I got to spend about an hour alone with him before they did it. They put us in an empty exam room. I talked to him and thanked him for being such a wonderful boy and giving me the privledge of being his person. When the time came he went to sleep in my arms.
There will certainly never be such a wonderful kitty friend again.


----------



## talullah (May 25, 2008)

I am so very sorry. None of us will ever have the words to take the grief away, but I hope you know that we hurt with you. I've been there. I know. But this is YOUR pain, and I hope you won't mind me keeping you in my prayers. (hug)


----------



## Jeanie (Jun 18, 2003)

I'm so sorry I missed this thread. I know what you mean by special. Now and then we bond with an animal in an inexplicable way, and it sounds as if you had that bond with Tucker. You know you did all you could to give Tucker a wonderful life...and as much as you love him, God loves him even more. I wish he could be with you, but I'm sure he's in the arms of angels. I believe you'll see him again. God bless.


----------



## Silver deer (Dec 31, 2007)

I can't imagine how difficult it must have been to lose someone so special. I feel for you, and I'm so sorry it happened. It sounds like he lived a very fulfilled life with you.


----------



## Leazie (Apr 14, 2007)

How are you doing? I am sorry it took me a while to find this thread. I hope that you are starting to feel even a little bit better.

(((HUGS)))


----------



## cindycinnamon (Jun 14, 2005)

I'm so sorry to hear of your loss! Tucker sounds like he one of those one in a millon cats from what you wrote. You post made me cry...he was a very handsome boy.  I do feel your pain as I just had to have one of mine PTS last month.   

*hugs*


----------



## CuteNCraze86 (Dec 29, 2007)

RIP Tucker.

and I am very sorry katlover13


----------



## Mitts & Tess (Sep 4, 2004)

Tucker sounds like a grand man! You had a big bond with him. Im so sorry for his sudden death. My heart goes out to you. May you find comfort in all the memories and I enjoyed reading about them!
(((((hugs))))))


----------



## Pinkerbelle (Jan 21, 2008)

Your post made me so, so sad. I can tell you really shared a special relationship. It sounds like you have some wonderful memories with him and he certainly knew that he was loved. Hugs to you. Take care of yourself


----------

- [DATA RECORDS]
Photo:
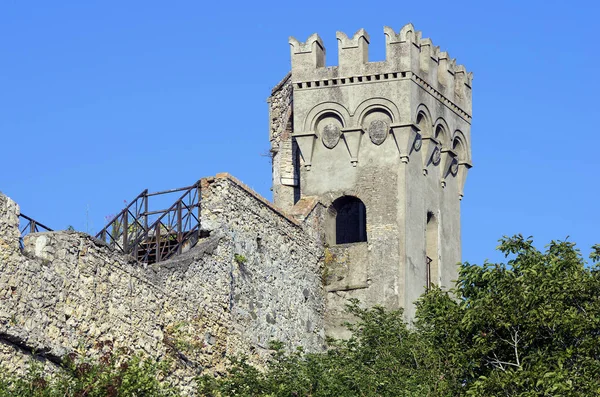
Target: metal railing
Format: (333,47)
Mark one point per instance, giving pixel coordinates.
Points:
(154,235)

- [WRITTEN PROBLEM] Please copy the condolence thread again, beginning at the words "## Leazie (Apr" and stopping after "little bit better.", and swap "thread" for "discussion".

- [IN RESPONSE]
## Leazie (Apr 14, 2007)

How are you doing? I am sorry it took me a while to find this discussion. I hope that you are starting to feel even a little bit better.